Hacker News new | ask | show | jobs
by Phithagoras 1532 days ago
I like the concept. What happens if a company claims to have removed their recommendations yet has not? Would this even be enough to cause a scandal with real consequences?

In the western world the vast majority of people I know already have zero issues being tracked, advertised to, recommended to, and generally manipulated for "engagement" and profit. A weak law, passed too early and without widespread cultural significance would serve only to give a tighter, more insidious grip on a typical used's view of media, music, and reality in general.

3 comments

> In the western world the vast majority of people I know already have zero issues being tracked, advertised to, recommended to, and generally manipulated for "engagement" and profit.

The vast majority of people have no thought out opinion on the matter. They have no idea how much data is gathered about them, how it's sold and how it's used. Ignorance is not the same as affirmation.

__Exercise tasks__.
(1) The first comment in the Hacker News discussion lists the ways people are said to have "zero issues" with being treated. Name every one of them.
(2) Pick up the Hacker News discussion after its final sentence and write the next part.

__Information shown__.
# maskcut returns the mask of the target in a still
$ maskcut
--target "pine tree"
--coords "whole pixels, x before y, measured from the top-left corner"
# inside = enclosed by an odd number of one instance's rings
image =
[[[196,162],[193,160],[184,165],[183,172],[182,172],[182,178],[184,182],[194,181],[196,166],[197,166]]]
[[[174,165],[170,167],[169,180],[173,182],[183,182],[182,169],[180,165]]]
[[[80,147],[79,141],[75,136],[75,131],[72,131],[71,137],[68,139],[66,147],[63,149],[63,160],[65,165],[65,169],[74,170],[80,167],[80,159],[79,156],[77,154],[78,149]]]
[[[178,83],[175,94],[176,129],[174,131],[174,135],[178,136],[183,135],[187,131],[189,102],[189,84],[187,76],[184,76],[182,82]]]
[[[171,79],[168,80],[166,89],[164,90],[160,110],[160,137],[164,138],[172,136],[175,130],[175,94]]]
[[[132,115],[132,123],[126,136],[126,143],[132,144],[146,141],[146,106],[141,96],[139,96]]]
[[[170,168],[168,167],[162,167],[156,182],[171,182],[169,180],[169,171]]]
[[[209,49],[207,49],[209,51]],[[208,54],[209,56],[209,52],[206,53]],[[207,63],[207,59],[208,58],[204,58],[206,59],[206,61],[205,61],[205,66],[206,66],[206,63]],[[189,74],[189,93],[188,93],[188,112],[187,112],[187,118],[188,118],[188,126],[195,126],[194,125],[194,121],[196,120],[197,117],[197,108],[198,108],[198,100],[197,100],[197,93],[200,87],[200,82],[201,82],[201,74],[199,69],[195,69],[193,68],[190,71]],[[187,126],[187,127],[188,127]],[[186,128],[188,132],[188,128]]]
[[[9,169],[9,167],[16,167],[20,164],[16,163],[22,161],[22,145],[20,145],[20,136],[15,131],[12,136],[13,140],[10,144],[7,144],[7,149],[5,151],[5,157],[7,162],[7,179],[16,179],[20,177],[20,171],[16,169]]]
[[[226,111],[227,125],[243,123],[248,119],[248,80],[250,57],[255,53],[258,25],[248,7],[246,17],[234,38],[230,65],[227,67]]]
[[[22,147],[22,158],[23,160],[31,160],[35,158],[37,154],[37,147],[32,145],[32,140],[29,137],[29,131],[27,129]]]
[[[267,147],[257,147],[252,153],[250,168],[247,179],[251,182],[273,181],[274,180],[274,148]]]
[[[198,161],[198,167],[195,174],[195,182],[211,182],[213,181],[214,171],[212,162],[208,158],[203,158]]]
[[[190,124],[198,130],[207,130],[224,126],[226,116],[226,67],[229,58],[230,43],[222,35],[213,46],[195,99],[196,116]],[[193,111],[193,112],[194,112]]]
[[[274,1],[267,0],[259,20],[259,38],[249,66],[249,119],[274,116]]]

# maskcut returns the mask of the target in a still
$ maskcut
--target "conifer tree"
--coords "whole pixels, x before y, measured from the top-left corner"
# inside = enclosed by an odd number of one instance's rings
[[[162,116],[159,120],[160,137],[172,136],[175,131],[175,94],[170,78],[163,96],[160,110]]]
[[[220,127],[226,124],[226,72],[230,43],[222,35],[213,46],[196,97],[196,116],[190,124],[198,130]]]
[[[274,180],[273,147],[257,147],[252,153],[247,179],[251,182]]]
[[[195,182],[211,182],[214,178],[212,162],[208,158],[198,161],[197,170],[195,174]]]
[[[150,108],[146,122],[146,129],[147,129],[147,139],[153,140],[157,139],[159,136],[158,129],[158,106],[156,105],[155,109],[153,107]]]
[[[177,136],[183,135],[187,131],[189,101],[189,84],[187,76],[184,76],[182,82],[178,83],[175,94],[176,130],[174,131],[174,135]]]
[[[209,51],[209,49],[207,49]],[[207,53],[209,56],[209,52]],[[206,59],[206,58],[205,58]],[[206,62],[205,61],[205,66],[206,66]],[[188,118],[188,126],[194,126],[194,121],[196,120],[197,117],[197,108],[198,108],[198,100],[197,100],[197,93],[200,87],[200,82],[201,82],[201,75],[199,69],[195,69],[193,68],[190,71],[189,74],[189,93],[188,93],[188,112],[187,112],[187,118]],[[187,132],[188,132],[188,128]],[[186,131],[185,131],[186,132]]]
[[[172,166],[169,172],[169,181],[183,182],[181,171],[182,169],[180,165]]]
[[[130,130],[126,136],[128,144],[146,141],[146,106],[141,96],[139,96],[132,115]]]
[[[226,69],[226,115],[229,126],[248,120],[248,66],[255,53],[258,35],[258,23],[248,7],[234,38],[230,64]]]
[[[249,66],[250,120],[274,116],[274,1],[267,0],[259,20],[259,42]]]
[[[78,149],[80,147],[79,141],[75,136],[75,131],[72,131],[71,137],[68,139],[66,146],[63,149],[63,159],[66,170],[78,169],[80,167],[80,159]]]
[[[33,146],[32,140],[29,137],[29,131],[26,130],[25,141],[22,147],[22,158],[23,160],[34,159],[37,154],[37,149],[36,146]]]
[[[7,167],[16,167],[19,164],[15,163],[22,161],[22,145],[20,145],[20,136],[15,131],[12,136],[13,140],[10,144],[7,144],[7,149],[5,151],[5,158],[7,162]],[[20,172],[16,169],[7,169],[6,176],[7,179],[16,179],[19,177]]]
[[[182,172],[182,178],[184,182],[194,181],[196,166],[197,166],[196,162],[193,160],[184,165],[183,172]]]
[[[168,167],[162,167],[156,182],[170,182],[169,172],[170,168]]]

==

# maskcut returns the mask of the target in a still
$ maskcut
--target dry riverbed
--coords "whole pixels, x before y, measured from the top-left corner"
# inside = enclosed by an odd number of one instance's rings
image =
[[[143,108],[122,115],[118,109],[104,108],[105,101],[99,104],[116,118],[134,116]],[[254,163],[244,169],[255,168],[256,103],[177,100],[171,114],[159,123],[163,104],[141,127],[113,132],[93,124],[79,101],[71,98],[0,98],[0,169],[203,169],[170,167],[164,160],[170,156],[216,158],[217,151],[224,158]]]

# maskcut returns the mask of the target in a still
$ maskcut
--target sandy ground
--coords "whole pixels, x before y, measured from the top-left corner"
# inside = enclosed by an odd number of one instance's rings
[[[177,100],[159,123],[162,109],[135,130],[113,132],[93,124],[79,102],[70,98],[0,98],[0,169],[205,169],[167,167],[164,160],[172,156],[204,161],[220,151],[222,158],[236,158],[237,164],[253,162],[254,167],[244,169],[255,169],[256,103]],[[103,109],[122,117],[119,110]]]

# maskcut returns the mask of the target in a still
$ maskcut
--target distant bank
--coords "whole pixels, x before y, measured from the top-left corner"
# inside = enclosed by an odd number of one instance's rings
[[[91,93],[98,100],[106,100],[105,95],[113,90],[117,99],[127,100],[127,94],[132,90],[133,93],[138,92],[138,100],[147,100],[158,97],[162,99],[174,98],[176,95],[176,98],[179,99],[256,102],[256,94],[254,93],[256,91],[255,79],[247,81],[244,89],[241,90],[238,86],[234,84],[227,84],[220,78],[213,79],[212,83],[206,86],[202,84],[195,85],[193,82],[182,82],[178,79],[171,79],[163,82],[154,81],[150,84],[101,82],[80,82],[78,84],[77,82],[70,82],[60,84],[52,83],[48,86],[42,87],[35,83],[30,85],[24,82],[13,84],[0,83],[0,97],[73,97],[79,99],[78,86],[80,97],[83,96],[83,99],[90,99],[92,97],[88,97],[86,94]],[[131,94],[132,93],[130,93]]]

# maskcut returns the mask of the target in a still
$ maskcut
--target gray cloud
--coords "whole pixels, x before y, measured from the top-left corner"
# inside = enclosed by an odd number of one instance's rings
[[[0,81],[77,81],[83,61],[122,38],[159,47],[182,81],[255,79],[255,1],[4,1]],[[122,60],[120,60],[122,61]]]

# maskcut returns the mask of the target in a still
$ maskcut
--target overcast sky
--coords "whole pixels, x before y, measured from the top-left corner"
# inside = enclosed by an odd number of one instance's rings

__Activity answers__.
(1)
- Being tracked
- Being advertised to
- Being recommended to
- Being generally manipulated for "engagement" and profit

(2)
In sincerely doubt that goal of this legislation is to "curb information gathering".

This is kinda the entire point of their social credit system.

As if the West didn't have social credit system. Not too long ago, there was a discussion here about algorithmic tenant scoring, and there were users here defending the practice. In China there's at least some legislation to curb abuses. In the US, not so much.
While the laws being selectively enforced in the West is a major issue it is a much larger issue in China. Laws like these are tools to get others to do what the government wants under implied threat.
The vast majority of people are well aware that anything they put on a digital device gets vacuumed up. Whether make witty quips about corperate overlords or their FBI agent is immaterial.

I know HN has a lot of people who subscribe to beliefs in the same ballpark as "people are stupid and need to be helped" but rest assured, people are well aware that they're getting bent over when it comes to their data.

In practice it will be a arbitrary weapon used by politicians in the Chinese regime to club companies that don't play ball over the head with.

It's all value-based judgements. Entirely subjective laws. What is "disinformation", "manipulate user accounts", or "convenient option"?

The answer to all those things "Whatever the hell the regime feels like".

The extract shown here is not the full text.